▶ [Exercise details]
Pick out every line in the entries below that contains the word "dirt", and copy each one in full.

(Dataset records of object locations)
┏━━

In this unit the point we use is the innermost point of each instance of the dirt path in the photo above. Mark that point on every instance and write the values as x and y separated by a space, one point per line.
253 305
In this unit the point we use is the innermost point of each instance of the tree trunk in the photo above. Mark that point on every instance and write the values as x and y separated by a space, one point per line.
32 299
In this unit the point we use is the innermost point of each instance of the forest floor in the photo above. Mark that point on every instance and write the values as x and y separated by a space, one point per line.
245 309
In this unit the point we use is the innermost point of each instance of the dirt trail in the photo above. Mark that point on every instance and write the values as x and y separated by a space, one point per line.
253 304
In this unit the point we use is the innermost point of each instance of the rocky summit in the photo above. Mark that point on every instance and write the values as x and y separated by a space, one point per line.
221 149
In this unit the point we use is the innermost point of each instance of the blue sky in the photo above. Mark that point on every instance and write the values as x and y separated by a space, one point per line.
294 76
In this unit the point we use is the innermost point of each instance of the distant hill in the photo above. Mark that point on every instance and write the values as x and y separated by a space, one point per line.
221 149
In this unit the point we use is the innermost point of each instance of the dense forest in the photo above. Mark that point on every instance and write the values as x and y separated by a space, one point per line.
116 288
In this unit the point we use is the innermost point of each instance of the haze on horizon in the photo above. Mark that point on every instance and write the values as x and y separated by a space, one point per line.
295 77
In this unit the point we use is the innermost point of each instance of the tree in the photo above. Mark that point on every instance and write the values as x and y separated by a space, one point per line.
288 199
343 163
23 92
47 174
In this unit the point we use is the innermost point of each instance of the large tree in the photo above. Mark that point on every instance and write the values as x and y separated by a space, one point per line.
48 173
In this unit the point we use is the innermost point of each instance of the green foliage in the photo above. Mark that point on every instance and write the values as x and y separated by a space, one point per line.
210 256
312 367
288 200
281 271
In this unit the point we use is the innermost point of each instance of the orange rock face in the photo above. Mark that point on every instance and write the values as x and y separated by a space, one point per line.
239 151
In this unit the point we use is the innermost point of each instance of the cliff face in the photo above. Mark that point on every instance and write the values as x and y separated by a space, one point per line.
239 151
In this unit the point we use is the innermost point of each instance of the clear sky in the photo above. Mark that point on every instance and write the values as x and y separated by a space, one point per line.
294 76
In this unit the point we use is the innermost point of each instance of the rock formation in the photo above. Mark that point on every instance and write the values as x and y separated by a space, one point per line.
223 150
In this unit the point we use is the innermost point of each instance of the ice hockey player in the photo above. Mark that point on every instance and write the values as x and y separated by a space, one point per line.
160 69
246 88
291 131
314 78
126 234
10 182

┗━━
┏━━

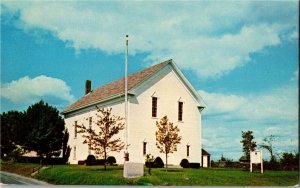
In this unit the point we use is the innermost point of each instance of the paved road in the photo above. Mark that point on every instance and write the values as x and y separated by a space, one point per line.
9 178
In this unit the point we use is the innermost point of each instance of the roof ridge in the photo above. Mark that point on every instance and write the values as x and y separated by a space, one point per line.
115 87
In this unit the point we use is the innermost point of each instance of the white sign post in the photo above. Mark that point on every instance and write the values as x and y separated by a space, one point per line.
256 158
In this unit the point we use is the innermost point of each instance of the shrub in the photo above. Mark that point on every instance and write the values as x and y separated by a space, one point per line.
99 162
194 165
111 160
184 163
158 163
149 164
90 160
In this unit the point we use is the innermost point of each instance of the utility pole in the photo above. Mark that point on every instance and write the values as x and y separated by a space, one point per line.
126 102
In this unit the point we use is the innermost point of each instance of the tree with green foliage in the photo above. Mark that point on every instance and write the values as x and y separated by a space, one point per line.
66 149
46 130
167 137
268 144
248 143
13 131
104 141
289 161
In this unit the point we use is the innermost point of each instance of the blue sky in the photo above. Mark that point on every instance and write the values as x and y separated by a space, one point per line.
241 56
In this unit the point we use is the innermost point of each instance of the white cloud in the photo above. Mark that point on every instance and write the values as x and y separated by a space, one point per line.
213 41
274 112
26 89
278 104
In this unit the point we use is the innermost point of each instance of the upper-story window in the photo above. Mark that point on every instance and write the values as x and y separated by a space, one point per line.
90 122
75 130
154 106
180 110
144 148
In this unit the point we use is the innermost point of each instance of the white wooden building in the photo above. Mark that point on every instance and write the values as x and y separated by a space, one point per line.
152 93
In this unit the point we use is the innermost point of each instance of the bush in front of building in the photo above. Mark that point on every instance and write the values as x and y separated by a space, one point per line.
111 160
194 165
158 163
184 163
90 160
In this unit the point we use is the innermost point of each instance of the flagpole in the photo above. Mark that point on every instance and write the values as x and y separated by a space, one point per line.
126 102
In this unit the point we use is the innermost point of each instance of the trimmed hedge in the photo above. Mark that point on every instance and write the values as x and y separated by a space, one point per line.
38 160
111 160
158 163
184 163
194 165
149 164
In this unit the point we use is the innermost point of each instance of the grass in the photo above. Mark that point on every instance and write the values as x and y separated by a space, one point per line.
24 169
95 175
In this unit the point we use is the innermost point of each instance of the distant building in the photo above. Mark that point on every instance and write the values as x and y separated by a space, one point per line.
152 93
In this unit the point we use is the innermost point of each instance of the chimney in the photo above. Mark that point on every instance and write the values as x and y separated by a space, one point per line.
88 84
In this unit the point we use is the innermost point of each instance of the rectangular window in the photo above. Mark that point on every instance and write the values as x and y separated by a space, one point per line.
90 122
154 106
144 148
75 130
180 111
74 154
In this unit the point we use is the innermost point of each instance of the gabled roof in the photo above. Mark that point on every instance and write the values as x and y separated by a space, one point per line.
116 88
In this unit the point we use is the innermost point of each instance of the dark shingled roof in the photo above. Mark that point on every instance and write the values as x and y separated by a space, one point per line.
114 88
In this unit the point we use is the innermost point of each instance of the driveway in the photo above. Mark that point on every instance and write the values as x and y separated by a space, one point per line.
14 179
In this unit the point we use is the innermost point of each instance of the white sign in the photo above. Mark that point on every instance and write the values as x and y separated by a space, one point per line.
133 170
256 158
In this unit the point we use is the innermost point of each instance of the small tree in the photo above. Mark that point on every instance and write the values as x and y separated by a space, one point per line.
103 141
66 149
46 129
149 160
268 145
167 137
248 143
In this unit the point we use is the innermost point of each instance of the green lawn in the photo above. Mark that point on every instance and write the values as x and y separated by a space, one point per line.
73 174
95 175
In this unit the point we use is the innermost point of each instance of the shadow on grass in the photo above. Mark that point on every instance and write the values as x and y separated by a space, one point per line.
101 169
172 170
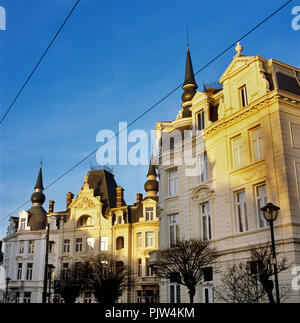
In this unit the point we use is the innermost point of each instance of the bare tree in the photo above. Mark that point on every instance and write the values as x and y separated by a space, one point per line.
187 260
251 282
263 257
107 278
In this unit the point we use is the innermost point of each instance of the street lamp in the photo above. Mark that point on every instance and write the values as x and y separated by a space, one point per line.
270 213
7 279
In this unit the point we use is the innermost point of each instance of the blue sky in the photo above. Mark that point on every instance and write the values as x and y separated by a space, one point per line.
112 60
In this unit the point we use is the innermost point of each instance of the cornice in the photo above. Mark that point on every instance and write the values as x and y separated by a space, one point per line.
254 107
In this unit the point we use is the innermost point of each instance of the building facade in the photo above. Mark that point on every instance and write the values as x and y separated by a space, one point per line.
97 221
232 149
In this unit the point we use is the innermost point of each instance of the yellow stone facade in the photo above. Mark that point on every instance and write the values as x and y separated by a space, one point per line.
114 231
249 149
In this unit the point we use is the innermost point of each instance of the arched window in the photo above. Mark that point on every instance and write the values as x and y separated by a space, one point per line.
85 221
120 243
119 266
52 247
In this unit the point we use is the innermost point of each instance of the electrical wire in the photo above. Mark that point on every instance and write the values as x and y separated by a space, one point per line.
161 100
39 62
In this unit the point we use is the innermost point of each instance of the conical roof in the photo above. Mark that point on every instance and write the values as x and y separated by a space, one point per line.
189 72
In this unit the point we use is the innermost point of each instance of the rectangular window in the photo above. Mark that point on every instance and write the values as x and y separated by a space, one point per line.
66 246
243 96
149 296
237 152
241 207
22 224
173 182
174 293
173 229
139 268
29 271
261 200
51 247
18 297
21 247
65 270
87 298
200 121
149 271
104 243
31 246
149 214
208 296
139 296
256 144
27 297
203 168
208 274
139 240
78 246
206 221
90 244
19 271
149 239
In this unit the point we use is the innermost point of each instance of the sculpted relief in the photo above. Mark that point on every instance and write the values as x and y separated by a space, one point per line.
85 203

┗━━

▶ [The completed task]
In this unit the point we use is the innermost point of each instance of the dirt path in the photo above. Mark that point on every instance and write the values as x and y separated by a space, one point per line.
In this unit the point we use is the innermost point of each instance of the dirt trail in the photo above. Mark that point on every instance and write the values as x and y separated by a space, one point per line.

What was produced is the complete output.